-- START TASK DATA --

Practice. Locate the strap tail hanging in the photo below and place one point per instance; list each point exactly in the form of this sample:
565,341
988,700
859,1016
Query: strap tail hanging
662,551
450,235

-- END TASK DATA --

> [EXERCISE GOAL]: Recast the lines above as a Markdown table with the columns Row and Line. Number each row and omit any blank lines.

> [FULL RESPONSE]:
| Row | Line |
|---|---|
| 1 | Practice. Locate the strap tail hanging in the photo below and place one point per instance; list each point exactly in the form of this sample: |
| 2 | 565,341 |
| 3 | 988,700 |
| 4 | 859,1016 |
| 5 | Query: strap tail hanging |
| 6 | 662,551 |
| 7 | 450,235 |